Excerpt to read

Mr. Hull declined to comment, as did a spokesman for 3D Systems.
Among the 1,000 large companies that Korn/Ferry tracks, only 4% of the finance chiefs who departed over the past six years left within their first 12 months. That is fewer than 40 people. Fifteen percent, about 140 people, left within two years, and 27%, about 250, left within three years. Overall, the average tenure of those who left was 6.6 years.
CFO turnover can also contribute to operational problems, such as a lack of talent development or missed M&A opportunities.
“If that seat becomes a rotating door, it creates uncertainty around culture, direction,” said Scott Simmons, managing director with recruiting firm Crist|Kolder Associates.
For the exiting CFO, the move may sandbag career progress. “It creates a stigma,” said Mr. Simmons.
Few companies or finance executives want to talk publicly about a hasty departure, but a lack of chemistry with the CEO is commonly cited, recruiters say.

Information shown

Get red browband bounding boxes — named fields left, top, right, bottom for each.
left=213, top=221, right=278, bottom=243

Given problem
Reproduce the passage on finance chief turnover in full, word for word.

Written solution
Mr. Hull declined to comment, as did a spokesman for 3D Systems.
Among the 1,000 large companies that Korn/Ferry tracks, only 4% of the finance chiefs who departed over the past six years left within their first 12 months. That is fewer than 40 people. Fifteen percent, about 140 people, left within two years, and 27%, about 250, left within three years. Overall, the average tenure of those who left was 6.6 years.
CFO turnover can also contribute to operational problems, such as a lack of talent development or missed M&A opportunities.
“If that seat becomes a rotating door, it creates uncertainty around culture, direction,” said Scott Simmons, managing director with recruiting firm Crist|Kolder Associates.
For the exiting CFO, the move may sandbag career progress. “It creates a stigma,” said Mr. Simmons.
Few companies or finance executives want to talk publicly about a hasty departure, but a lack of chemistry with the CEO is commonly cited, recruiters say.